[BEGIN PASSAGE PROVIDED]

Amazon SageMaker emits metrics such as Latency and Invocations for each variant in Amazon CloudWatch. I have queried CloudWatch to get the InvocationsPerVariant to show how invocations are split across variants.

In [None]:
# Review the REST Endpoint Performance Metrics in a Dataframe
from datetime import datetime, timedelta

import boto3
import pandas as pd


def get_invocation_metrics_for_endpoint_variant(
    endpoint_name, namespace_name, metric_name, variant_name, start_time, end_time
):
    metrics = cw.get_metric_statistics(
        Namespace=namespace_name,
        MetricName=metric_name,
        StartTime=start_time,
        EndTime=end_time,
        Period=60,
        Statistics=["Sum"],
        Dimensions=[{"Name": "EndpointName", "Value": endpoint_name}, {"Name": "VariantName", "Value": variant_name}],
    )

    if metrics["Datapoints"]:
        return (
            pd.DataFrame(metrics["Datapoints"])

[END PASSAGE PROVIDED]

» **TASK TO CARRY OUT**
Reproduce everything in the SageMaker metrics passage from "Amazon SageMaker emits" down to "split across variants.", substituting "ModelLatency" for "Latency".

[BEGIN ROWS]

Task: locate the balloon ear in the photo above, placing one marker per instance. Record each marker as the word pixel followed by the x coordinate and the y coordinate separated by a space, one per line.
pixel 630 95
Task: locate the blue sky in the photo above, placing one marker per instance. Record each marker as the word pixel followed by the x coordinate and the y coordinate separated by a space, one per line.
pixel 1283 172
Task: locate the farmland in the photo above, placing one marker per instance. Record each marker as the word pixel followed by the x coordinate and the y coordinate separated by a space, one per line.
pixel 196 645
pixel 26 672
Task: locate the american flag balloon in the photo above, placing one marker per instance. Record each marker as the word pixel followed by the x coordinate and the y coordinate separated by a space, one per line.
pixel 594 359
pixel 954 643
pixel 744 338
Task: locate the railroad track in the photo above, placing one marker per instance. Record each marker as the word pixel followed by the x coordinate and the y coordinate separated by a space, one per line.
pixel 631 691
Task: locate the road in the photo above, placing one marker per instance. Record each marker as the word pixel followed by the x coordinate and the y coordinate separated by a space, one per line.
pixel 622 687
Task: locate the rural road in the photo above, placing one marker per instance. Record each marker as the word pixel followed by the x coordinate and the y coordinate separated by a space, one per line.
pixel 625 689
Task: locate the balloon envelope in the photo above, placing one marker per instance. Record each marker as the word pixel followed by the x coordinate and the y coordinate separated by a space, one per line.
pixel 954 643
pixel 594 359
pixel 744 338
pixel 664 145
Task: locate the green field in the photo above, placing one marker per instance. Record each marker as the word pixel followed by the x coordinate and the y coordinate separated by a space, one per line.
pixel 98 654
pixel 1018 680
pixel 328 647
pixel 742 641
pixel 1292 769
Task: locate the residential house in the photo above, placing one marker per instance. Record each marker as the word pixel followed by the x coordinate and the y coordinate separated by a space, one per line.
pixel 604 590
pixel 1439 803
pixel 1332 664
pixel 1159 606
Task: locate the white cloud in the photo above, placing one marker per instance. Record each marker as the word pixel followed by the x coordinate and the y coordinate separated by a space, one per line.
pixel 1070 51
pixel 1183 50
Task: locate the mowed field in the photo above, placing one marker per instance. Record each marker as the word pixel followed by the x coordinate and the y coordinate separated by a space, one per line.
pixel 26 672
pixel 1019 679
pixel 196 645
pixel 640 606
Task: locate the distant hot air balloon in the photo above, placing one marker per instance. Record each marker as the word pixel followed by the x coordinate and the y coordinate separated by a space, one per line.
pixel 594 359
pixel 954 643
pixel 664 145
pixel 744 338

[END ROWS]

» **SOLUTION FOR THIS TASK**
Amazon SageMaker emits metrics such as ModelLatency and Invocations for each variant in Amazon CloudWatch. I have queried CloudWatch to get the InvocationsPerVariant to show how invocations are split across variants.